*Exercises*
a) In the report on the Fall 2022 Veteran Family Camp, what question did each family's Saturday morning clinical therapy session focus on?
b) Translate this sentence from the Fall 2022 Veteran Family Camp report into Spanish: "Friday night, the families gathered around the campfire for skits, s’mores, and lots of dancing."
c) Write the next part of the Fall 2022 Veteran Family Camp report, continuing after its final sentence.

Text under study Start Marker

Veteran Family Camp Fall 2022

Veteran and Extended Family group pictureThe last weekend in October, single-parent and blended-family Veterans and their extended families attended our Fall 2022 Veterans Family Camp. Friday night, the families gathered around the campfire for skits, s’mores, and lots of dancing. Saturday morning, each family had a clinical therapy family session that focused on the question, “What do you want to get out of camp?” Then Saturday and throughout the weekend, the Veterans and their families participated in photography, cast fishing, archery, and horses, and cheered each other on at the Tower and Big Swing. Saturday afternoon, there were clinical groups based on age, and the Veteran parents had a chance to talk with other Veterans parents, as did the Veterans’ teen, pre-teen, and young children.

Text under study End Marker
Supplied material Start Marker

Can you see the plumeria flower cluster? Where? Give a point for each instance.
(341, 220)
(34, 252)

Supplied material End Marker

*Answers per task*
a) "What do you want to get out of camp?"

b) El viernes por la noche, las familias se reunieron alrededor de la fogata para representar sketches, comer s'mores y bailar mucho.

c)
There were lots of wonderful outcomes from the clinical therapy group sessions. The Veteran parents said they liked best: hearing everyone else talk, and realizing they’re not the only one; partnering up and sharing contact info; encouraging each other, and engaging in helping each other; and “having the fire lit” in regards to how they could do things differently after camp. The Veterans’ teen children said they liked best: learning new things about each other, which happened both among siblings and new friends. The Veterans’ pre-teen children were the clinicians’ (understandably!) fidgety group. The clinicians found fun ways to bring discussion out of the paper airplane-making and impromptu paper ball basketball competitions. The clinicians and pre-teens talked about negative thoughts and feelings, and how they could work to make them “fly away” or to “throw them away.” The Veterans’ young children drew family portraits, and from those had insightful conversations with the clinicians on how they saw their families and their roles within their families.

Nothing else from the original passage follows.